[Rows from a dataset]
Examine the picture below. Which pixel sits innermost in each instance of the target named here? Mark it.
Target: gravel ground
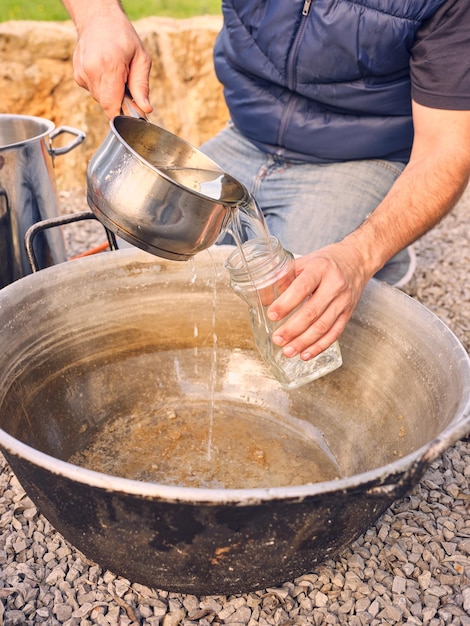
(413, 567)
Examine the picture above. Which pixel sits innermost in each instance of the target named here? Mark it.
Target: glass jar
(259, 272)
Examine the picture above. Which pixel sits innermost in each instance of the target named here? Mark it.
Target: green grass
(53, 10)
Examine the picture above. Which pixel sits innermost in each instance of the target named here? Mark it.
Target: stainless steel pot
(28, 190)
(158, 192)
(124, 342)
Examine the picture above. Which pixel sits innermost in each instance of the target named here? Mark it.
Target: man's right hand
(109, 54)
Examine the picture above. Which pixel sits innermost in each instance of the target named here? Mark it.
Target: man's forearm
(428, 188)
(82, 10)
(422, 195)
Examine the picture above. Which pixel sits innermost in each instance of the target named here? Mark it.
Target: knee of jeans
(400, 269)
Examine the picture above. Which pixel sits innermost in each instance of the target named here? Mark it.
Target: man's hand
(109, 54)
(333, 278)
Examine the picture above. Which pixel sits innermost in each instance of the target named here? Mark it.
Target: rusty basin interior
(139, 417)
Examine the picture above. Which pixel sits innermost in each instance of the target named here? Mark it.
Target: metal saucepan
(139, 349)
(28, 190)
(158, 192)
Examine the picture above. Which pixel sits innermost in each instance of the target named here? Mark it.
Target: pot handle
(129, 107)
(79, 138)
(59, 220)
(415, 472)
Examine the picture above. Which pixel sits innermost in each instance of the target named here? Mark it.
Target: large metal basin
(122, 337)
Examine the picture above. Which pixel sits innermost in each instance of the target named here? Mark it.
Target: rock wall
(36, 78)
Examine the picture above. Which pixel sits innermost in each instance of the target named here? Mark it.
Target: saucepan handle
(411, 477)
(129, 107)
(53, 222)
(79, 138)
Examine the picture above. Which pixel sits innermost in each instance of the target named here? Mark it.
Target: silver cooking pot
(158, 192)
(123, 344)
(28, 191)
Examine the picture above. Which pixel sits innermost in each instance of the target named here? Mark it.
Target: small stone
(466, 599)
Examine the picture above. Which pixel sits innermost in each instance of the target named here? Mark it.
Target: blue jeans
(306, 205)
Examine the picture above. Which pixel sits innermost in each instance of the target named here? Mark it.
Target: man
(350, 125)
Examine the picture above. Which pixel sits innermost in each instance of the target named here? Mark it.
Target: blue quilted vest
(321, 80)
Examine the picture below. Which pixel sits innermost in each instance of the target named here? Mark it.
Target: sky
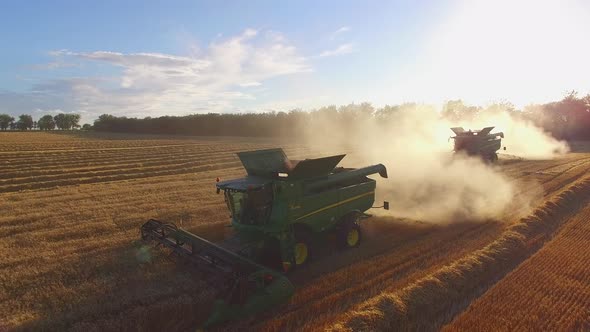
(153, 58)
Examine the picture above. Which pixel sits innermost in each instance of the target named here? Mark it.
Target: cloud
(250, 84)
(340, 31)
(340, 50)
(153, 84)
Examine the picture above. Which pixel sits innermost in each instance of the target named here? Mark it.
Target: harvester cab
(480, 143)
(278, 212)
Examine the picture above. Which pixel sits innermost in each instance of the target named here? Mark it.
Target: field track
(547, 292)
(71, 207)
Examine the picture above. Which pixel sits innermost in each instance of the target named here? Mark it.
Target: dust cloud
(427, 181)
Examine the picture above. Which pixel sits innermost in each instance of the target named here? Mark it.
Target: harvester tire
(350, 235)
(303, 247)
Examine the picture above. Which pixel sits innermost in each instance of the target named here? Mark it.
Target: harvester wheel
(303, 248)
(351, 235)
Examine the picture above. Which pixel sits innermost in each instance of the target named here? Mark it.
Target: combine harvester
(278, 211)
(478, 142)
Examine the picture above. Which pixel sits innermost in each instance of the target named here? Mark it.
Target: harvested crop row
(549, 291)
(444, 293)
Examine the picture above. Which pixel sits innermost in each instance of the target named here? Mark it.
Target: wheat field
(71, 206)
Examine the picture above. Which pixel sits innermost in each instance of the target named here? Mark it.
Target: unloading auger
(279, 212)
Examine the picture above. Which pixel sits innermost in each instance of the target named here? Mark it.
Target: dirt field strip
(441, 295)
(549, 291)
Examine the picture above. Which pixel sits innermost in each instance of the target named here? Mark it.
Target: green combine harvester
(480, 143)
(279, 211)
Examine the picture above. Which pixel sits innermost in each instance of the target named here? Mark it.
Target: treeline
(47, 122)
(565, 119)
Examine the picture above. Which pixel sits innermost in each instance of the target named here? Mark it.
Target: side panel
(323, 210)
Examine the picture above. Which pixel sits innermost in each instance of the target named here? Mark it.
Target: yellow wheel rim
(352, 238)
(300, 253)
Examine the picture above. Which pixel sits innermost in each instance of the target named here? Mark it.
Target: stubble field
(71, 206)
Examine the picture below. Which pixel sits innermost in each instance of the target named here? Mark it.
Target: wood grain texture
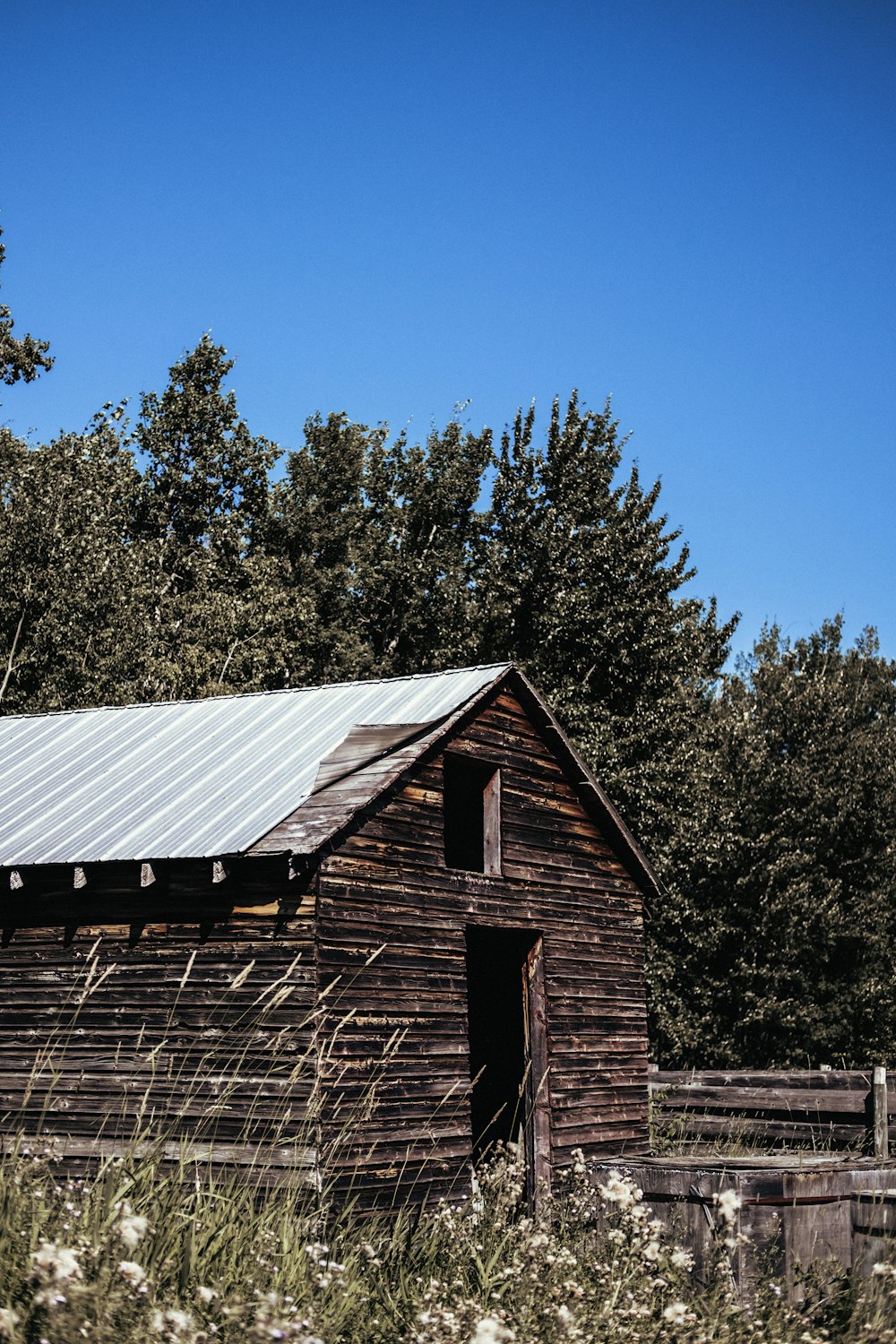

> What the exercise asks
Collect every line of the rows above that contains the word "wheel", and copy each such line in full.

> Reply
Target: harvester wheel
Target: yellow wheel rim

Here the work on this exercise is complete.